INPUT RECORDS:
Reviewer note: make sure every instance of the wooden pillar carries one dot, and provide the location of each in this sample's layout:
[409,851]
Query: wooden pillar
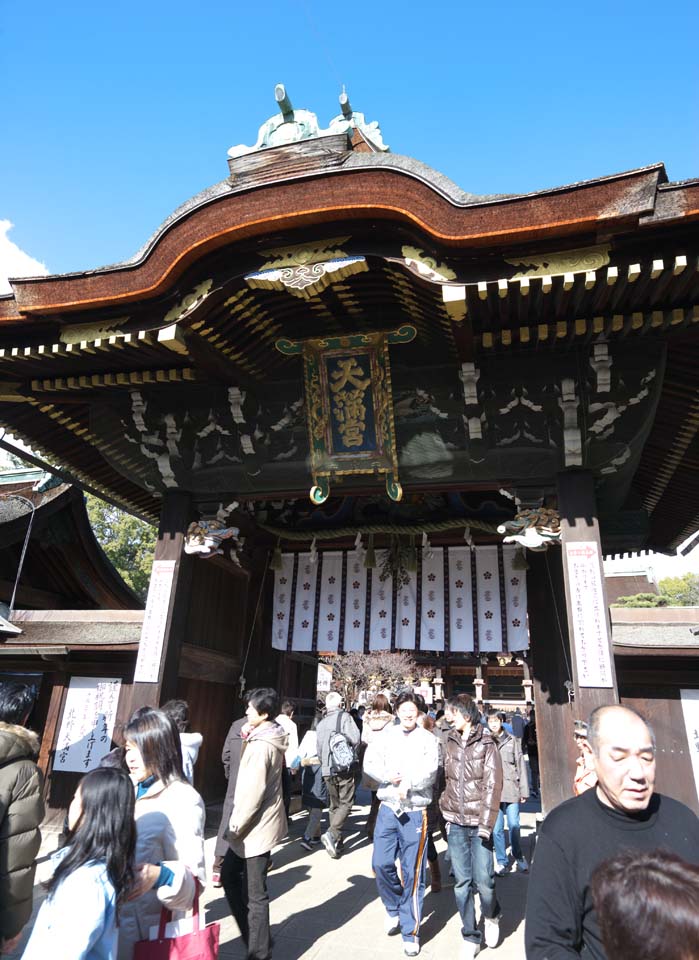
[550,669]
[594,674]
[164,622]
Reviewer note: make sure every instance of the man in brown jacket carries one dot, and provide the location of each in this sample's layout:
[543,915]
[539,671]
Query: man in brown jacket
[21,811]
[257,823]
[470,805]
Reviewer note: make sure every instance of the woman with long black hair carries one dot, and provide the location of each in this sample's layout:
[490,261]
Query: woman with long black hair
[169,828]
[93,875]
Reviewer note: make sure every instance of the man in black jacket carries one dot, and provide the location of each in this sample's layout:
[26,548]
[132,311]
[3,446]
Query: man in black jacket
[622,812]
[21,811]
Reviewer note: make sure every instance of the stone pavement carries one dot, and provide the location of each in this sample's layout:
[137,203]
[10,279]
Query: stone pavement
[323,908]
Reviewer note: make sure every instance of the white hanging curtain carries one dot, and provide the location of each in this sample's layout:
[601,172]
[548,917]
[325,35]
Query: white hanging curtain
[458,601]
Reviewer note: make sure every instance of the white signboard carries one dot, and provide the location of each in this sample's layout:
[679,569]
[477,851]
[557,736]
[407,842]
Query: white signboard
[150,647]
[589,614]
[690,710]
[324,680]
[88,723]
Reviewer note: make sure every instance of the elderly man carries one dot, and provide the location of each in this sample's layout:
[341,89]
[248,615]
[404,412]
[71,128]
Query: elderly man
[621,812]
[404,761]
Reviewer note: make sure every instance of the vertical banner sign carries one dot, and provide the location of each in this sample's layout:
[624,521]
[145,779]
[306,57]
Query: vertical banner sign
[381,606]
[88,723]
[432,613]
[150,648]
[355,603]
[282,602]
[330,607]
[304,617]
[516,602]
[460,600]
[590,629]
[690,710]
[488,593]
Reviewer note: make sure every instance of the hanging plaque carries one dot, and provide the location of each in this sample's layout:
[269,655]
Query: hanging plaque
[349,407]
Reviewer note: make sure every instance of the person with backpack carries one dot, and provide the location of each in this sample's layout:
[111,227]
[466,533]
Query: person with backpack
[338,740]
[93,875]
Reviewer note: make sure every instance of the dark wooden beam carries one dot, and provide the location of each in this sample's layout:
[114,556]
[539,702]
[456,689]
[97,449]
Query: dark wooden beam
[216,366]
[31,597]
[550,669]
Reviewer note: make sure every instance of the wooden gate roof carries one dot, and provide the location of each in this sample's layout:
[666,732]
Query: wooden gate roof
[511,283]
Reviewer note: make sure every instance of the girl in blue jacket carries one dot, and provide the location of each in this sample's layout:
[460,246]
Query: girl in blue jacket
[93,873]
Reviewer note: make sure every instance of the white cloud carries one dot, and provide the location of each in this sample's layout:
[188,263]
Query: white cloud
[14,262]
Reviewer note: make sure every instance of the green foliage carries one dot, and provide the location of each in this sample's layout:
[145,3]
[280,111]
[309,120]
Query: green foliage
[681,591]
[641,600]
[128,542]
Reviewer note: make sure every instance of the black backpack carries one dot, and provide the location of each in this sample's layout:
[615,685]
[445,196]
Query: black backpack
[343,756]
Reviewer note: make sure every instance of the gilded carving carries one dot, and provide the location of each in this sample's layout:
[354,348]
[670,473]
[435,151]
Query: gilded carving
[425,266]
[561,262]
[189,303]
[307,280]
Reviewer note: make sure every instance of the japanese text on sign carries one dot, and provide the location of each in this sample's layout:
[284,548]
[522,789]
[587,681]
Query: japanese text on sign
[88,723]
[150,647]
[589,615]
[690,711]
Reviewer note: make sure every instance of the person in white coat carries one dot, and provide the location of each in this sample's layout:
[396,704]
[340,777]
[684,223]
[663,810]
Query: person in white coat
[178,712]
[169,828]
[93,873]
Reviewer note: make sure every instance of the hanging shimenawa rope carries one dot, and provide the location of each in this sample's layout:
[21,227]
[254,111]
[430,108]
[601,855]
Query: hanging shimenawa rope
[395,528]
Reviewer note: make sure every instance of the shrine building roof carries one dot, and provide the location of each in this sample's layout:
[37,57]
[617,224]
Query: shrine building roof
[168,370]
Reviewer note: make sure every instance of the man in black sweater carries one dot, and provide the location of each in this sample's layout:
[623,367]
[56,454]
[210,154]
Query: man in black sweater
[622,812]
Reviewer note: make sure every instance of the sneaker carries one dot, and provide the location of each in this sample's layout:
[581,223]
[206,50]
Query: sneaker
[491,929]
[469,950]
[330,845]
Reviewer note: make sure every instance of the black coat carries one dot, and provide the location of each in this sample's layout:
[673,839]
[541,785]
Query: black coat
[230,757]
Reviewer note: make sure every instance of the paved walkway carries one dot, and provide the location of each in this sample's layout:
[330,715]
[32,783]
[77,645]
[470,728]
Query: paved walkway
[323,908]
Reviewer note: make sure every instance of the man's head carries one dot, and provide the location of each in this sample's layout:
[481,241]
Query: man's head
[623,754]
[263,705]
[646,905]
[495,722]
[16,702]
[333,701]
[464,711]
[178,712]
[407,710]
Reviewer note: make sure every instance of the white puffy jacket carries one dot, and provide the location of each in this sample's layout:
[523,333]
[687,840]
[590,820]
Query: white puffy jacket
[170,830]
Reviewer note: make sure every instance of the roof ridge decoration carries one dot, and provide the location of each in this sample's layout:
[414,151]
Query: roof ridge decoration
[292,125]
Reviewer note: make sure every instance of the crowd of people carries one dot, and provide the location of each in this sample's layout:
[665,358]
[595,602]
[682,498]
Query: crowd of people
[615,873]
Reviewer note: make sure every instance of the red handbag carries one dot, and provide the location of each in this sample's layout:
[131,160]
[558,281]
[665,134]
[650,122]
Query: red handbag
[200,944]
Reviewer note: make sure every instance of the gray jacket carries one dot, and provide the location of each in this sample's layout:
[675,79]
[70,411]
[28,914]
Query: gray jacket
[326,727]
[515,784]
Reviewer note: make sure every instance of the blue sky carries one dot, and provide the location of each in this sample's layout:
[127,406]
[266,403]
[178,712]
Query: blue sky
[113,114]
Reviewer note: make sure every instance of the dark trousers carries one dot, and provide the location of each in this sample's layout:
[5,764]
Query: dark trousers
[401,838]
[472,863]
[341,790]
[244,882]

ASSIGNMENT:
Give the lines exactly as they stand, from the line with "Query: man's head" through the end of the material.

ANSWER FOR THE TASK:
Query: man's head
[623,754]
[263,705]
[646,905]
[495,722]
[16,702]
[333,701]
[464,711]
[178,712]
[407,710]
Reviewer note: make sure every instance of the white puffy jacket carries one dot, and provide the location of each in this sample's layout:
[523,333]
[687,840]
[590,820]
Query: white puffy jacket
[170,830]
Reviewer note: make sure every instance of the roof ridge decoration carries one dot, and provide the location of each in this sample's layout:
[414,151]
Query: roof ridge decoration
[292,125]
Reviewer note: make sure every instance of the crowd of people carries one dot, and provide the location of each in this sample's layout:
[665,358]
[595,602]
[682,498]
Query: crowd of people
[615,873]
Reviewer note: make sure every instance of the red handbag carries one dot, and provide the location of each in this sample's layout:
[131,160]
[558,281]
[665,134]
[650,122]
Query: red handbag
[200,944]
Reviewer note: make sure every instance of the gray jacket carries one dot, and provide the location of each in this sample's layout:
[675,79]
[70,411]
[28,914]
Query: gray jacket
[326,727]
[515,784]
Reviewer note: make sure every instance of the blue sky carries one dot, and provide the location of each in this sample's layout:
[127,406]
[266,403]
[178,712]
Query: blue sky
[113,114]
Reviewer note: make sure every instance of the dark trousers carries one dot, and provide the location of each in this sample's layout:
[5,764]
Query: dark trousers
[401,838]
[472,863]
[341,790]
[244,882]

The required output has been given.